- Task item
The lines needed are those from the start of the records through the line holding "positive clicks: (883, 497)", each copied exactly.

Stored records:
**********

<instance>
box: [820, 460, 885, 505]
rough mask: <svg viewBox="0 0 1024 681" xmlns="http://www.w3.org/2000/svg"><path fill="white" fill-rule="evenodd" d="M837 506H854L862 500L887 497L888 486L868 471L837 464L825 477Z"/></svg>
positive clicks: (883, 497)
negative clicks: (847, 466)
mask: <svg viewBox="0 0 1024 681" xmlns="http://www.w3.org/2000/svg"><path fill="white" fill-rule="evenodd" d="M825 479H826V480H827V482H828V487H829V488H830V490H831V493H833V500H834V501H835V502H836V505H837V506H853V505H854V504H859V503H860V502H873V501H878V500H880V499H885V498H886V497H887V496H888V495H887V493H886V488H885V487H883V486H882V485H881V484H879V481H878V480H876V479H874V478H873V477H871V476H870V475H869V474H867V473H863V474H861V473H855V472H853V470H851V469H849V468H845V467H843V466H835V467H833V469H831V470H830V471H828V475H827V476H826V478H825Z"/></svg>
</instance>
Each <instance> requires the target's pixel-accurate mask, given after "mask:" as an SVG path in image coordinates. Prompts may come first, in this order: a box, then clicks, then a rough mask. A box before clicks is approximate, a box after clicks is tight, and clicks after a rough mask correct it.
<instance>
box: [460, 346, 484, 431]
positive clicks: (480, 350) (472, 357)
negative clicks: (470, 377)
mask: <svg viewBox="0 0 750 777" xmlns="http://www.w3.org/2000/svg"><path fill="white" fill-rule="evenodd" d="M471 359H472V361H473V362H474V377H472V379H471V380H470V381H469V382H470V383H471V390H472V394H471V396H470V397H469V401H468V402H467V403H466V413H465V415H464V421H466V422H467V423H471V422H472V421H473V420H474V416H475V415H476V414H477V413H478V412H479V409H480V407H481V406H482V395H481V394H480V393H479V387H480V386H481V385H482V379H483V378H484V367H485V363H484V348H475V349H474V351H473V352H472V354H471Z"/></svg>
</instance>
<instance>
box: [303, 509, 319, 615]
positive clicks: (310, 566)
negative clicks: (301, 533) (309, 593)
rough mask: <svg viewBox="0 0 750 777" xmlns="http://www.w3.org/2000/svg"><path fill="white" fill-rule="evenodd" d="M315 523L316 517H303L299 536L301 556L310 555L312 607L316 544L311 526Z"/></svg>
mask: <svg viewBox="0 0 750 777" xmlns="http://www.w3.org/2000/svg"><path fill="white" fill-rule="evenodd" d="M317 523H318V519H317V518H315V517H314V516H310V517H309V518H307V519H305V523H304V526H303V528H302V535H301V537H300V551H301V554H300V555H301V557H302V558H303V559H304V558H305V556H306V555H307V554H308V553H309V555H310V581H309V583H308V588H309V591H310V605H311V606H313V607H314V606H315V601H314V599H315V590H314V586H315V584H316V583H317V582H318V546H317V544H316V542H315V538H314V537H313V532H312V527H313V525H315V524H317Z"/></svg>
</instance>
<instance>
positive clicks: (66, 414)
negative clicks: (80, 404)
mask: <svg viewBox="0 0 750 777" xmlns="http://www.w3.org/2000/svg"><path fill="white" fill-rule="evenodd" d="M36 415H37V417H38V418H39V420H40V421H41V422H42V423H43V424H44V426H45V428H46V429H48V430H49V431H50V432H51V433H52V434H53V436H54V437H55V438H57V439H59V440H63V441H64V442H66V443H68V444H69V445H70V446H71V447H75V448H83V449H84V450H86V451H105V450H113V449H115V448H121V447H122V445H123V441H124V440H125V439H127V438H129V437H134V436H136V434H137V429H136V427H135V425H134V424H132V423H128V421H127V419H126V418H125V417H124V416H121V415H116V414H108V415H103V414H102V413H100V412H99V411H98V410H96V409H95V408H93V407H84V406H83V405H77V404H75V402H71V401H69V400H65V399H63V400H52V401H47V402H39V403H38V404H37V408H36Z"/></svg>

**********

- Exercise solution
<instance>
box: [820, 460, 885, 505]
rough mask: <svg viewBox="0 0 1024 681" xmlns="http://www.w3.org/2000/svg"><path fill="white" fill-rule="evenodd" d="M837 506H854L862 500L887 497L888 486L868 471L837 464L825 477Z"/></svg>
positive clicks: (883, 497)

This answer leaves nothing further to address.